▸ Data for this exercise:

———

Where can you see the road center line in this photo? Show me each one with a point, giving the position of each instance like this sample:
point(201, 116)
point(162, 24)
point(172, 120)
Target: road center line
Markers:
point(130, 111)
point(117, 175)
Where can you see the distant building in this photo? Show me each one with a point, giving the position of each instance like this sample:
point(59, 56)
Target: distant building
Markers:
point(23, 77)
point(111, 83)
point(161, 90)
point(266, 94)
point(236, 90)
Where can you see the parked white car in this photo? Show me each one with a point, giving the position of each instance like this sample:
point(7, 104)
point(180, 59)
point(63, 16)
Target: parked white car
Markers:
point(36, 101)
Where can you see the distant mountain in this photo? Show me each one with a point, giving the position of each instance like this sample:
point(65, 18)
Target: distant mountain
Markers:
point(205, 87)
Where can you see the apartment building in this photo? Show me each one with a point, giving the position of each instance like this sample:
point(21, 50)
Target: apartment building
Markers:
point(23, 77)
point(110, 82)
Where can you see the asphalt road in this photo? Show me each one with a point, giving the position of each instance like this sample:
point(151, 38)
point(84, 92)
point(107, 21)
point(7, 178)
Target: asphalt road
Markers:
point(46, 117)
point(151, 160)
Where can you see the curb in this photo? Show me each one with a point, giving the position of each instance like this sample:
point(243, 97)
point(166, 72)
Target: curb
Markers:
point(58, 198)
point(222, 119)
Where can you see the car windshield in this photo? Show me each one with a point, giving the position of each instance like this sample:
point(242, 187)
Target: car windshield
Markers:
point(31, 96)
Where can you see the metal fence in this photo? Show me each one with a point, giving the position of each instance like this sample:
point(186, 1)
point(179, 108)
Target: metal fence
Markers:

———

▸ Problem requirements: Please reproduce the listing from the line with "Where can you see the apartment" through the end, requests included, scaling every point coordinate in the answers by 1.3 and rounding to whole numbers, with halves rounded up. Keep the coordinates in the requests' sample points as they are.

▸ Result for this exercise:
Where can you see the apartment building in this photo? Show me each one with a point, giving the position of each instance like this sample:
point(21, 50)
Target: apartment building
Markers:
point(30, 100)
point(143, 107)
Where can you see the asphalt road in this photo? Show me each one with a point, giving the position of each instance like this sample:
point(151, 38)
point(84, 92)
point(107, 21)
point(7, 178)
Target: asphalt road
Markers:
point(60, 152)
point(196, 208)
Where can you see the curb in this photo? Show me each one with a point, giving the position of each instance like this sample:
point(243, 97)
point(166, 72)
Target: curb
Markers:
point(75, 257)
point(289, 155)
Where can you see the car windshield in this photo? Show me each one with a point, giving the position of each instance like this sample:
point(242, 187)
Target: car windshield
Markers:
point(40, 125)
Where can you see the metal fence in this photo? Show me each one with a point, giving the position of each instance like this sample:
point(186, 1)
point(179, 108)
Target: metal fence
Markers:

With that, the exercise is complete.